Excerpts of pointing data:

----------------------------------------

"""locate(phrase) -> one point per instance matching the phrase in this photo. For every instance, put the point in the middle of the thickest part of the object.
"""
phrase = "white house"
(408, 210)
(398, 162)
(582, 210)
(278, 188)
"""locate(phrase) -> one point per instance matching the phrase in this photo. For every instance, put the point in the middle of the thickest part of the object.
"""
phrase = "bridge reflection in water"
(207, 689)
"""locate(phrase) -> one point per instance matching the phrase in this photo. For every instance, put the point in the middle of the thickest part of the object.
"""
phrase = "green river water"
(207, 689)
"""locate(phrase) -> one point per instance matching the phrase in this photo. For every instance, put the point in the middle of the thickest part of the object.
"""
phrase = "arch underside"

----------------------------------------

Make an exact copy of the records.

"""locate(phrase) -> one point per instance matching the phrase in this photo. For every instance, put the point in the middle of the thickest part of the object.
"""
phrase = "white house"
(408, 210)
(398, 162)
(582, 210)
(278, 188)
"""locate(phrase) -> one point per instance matching the phrase in this photo. For every instance, put the point in the middle of the thickest part of the object.
"""
phrase = "bridge reflection in water"
(207, 689)
"""locate(phrase) -> one point per instance matching the phrase in this photo. For every instance, put the point in the middle of the thickest part of the object.
"""
phrase = "green river water"
(207, 689)
"""locate(phrase) -> one point per instance matching the phrase in this photo. For every instance, put the point in the middle of the thickest part of the object.
"""
phrase = "arch underside"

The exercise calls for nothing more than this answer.